> Try it:
Write each of the records out again exactly.

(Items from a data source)
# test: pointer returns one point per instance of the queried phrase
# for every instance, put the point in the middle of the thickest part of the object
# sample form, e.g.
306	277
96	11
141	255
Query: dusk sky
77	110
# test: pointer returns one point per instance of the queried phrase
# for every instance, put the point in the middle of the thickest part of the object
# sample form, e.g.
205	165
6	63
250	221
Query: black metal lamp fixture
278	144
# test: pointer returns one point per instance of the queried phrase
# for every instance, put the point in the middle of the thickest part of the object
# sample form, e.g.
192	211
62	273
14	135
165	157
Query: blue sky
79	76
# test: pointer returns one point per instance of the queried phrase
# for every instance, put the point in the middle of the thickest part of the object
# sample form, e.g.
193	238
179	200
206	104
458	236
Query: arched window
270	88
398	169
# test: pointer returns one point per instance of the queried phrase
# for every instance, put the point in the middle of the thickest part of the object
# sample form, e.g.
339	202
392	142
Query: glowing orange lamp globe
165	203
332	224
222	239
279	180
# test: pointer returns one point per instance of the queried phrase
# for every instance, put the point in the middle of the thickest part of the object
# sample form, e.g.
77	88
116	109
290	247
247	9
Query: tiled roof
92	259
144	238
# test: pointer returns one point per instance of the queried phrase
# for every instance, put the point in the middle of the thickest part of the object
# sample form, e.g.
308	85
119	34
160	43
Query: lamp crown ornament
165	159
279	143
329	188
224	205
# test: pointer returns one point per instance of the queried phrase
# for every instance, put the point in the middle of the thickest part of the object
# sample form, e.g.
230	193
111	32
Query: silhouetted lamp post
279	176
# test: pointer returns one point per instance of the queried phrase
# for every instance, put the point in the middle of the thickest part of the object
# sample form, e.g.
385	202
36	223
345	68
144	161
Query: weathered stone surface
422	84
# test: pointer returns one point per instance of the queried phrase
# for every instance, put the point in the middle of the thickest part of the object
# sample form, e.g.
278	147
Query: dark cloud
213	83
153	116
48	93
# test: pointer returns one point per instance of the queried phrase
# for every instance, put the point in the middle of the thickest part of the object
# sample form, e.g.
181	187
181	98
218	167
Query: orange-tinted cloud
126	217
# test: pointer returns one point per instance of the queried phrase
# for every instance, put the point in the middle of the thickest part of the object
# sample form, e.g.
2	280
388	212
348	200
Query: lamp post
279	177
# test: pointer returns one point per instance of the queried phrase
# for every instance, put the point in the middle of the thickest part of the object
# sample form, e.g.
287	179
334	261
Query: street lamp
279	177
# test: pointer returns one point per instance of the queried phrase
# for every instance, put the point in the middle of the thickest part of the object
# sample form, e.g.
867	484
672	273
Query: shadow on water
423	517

> Result:
# test: pointer returns one point per instance of the queried phrase
# for every instance, put the point in the middle of the thickest part of the object
# sample form, e.g.
306	277
96	11
141	255
Query: dusk sky
77	110
# test: pointer returns one point per instance of the queried phrase
# for every instance, put the point in the middle of the thickest part of the object
# sample form, e.g.
205	165
6	63
250	221
Query: black metal lamp fixture
278	144
# test: pointer returns one point per instance of the queried phrase
# for every instance, put the point in the middle of the thickest part of the object
# sample form, e.g.
192	211
62	273
14	135
165	157
Query: blue sky
79	76
# test: pointer returns one point per instance of the queried phrase
# for every instance, put the point in the middle of the thickest part of the object
# sample form, e.g.
193	238
179	200
206	104
458	236
Query: arched window
270	88
398	169
# test: pointer returns one point per instance of the queried phrase
# for every instance, put the point in the middle of the thickest part of the object
# sample form, e.g.
339	202
392	142
Query: glowing orange lamp globe
165	203
332	224
222	239
279	180
# test: pointer returns one point per instance of the queried phrase
# for every instance, put the point in the middle of the thickest part of the object
# sample form, e.g.
77	88
116	109
290	247
247	9
Query: tiled roof
92	259
144	238
# test: pointer returns one point per instance of the queried phrase
# for every instance, put the point in the middle of the thickest part of the object
# sample form, e.g.
308	85
119	34
160	43
Query: lamp crown ornament
165	159
279	143
329	188
224	205
# test: pointer returns one point per instance of the queried phrase
# for every instance, put the point in the middle of the thickest part of the object
# sample form, e.g.
230	193
111	32
Query: silhouetted lamp post
279	176
# test: pointer returns one point per instance of the queried phrase
# for every instance, put the point in the middle of the thickest part of the object
# sample form, e.g.
385	202
36	223
345	68
144	161
Query: weathered stone surface
422	84
# test: pointer returns one point per instance of the queried phrase
# for every instance, put the point in the middle of the thickest part of the object
# sample form, e.g.
278	147
Query: dark cloud
213	83
153	116
48	93
# test: pointer returns one point per instance of the queried phrase
# for every instance, put the point in the middle of the thickest part of the object
# sample form, e.g.
181	187
181	98
218	167
Query: orange-tinted cloud
126	217
# test: pointer returns one point per instance of the queried phrase
# for every instance, put the point in the middle of the thickest part of the object
# sample form, e.g.
2	280
388	212
348	200
Query: lamp post
279	177
# test: pointer returns one point per instance of the queried phrase
# for every instance, put the point in the middle of the thickest part of the object
# sample form, e.g.
287	179
334	261
Query: street lamp
279	177
# test: pointer returns one point per instance of the queried phrase
# for every instance, put the point in the middle of the thickest part of the object
# sample form, e.g.
867	484
672	273
Query: shadow on water
423	517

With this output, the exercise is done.